• [Task A]
Counting the lines of the records, how many contain the word "thin"? Reply with the number alone.

• [Supplied text]
+++

TODO: isn't syntax ugly? Should it be more imperative? Is setstate/getstate

used?

.. note:: It's easy to build a more declarative layer on top of this protocol.

   I.e. for some ORM model, you might reuse field names and types. But the

   important property to keep in mind is that you should not rely on field

   order for numbering fields and **numbers must be explicit**, or otherwise

   removing a field might go unnoticed.

   Apart from that, integrating probor data types with model and/or validation

   code is encouraged. And that's actually a reason why we don't provide a

   nicer syntax for this low-level declarations.

+++

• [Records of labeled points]

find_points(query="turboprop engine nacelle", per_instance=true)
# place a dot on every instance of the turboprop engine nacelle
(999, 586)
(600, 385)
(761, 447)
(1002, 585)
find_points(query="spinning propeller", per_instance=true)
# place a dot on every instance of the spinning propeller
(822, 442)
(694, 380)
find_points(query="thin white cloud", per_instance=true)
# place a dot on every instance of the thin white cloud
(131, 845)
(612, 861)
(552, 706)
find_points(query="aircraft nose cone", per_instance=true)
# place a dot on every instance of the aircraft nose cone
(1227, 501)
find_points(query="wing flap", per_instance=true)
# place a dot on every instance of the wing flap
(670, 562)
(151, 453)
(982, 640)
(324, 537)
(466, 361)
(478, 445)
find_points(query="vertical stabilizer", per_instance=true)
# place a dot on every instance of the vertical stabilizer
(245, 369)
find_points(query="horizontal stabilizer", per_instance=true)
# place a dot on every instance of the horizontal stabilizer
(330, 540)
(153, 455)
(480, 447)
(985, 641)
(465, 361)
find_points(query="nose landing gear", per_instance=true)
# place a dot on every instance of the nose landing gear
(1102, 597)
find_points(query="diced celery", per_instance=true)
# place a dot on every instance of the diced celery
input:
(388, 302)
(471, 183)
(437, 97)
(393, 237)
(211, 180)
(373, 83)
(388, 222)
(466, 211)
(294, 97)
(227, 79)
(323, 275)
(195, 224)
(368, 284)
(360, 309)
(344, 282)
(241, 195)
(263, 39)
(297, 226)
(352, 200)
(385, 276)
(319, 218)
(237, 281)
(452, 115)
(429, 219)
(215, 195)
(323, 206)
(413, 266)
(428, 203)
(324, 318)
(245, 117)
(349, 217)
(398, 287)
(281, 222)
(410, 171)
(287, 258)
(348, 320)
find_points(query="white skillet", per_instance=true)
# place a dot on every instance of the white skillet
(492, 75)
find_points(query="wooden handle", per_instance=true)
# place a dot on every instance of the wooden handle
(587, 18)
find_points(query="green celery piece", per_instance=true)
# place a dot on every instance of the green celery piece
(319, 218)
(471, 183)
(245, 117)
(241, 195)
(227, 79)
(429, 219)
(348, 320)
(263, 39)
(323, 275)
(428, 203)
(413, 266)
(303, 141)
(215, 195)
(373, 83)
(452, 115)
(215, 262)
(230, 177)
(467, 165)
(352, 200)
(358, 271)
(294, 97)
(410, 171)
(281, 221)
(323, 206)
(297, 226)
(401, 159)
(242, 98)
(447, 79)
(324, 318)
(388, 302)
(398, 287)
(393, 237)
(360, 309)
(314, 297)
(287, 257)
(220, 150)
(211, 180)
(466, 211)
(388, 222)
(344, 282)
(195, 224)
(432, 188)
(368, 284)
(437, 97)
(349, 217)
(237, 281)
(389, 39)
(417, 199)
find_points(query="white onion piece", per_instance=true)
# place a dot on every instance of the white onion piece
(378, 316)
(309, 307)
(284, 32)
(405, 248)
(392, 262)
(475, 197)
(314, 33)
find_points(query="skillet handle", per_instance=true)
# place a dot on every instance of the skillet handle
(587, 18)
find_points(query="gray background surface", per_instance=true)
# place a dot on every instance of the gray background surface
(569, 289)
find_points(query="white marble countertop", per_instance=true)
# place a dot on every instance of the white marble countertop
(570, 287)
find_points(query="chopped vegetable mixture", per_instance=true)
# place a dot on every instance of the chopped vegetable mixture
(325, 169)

+++

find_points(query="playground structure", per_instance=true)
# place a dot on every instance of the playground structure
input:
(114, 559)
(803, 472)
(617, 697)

+++

• [Task B]
What is the stretch of the protocol note from "important property to" through "this low-level declarations."? Repeat it word for word.

• [Final answer A]
2

• [Final answer B]
important property to keep in mind is that you should not rely on field

   order for numbering fields and **numbers must be explicit**, or otherwise

   removing a field might go unnoticed.

   Apart from that, integrating probor data types with model and/or validation

   code is encouraged. And that's actually a reason why we don't provide a

   nicer syntax for this low-level declarations.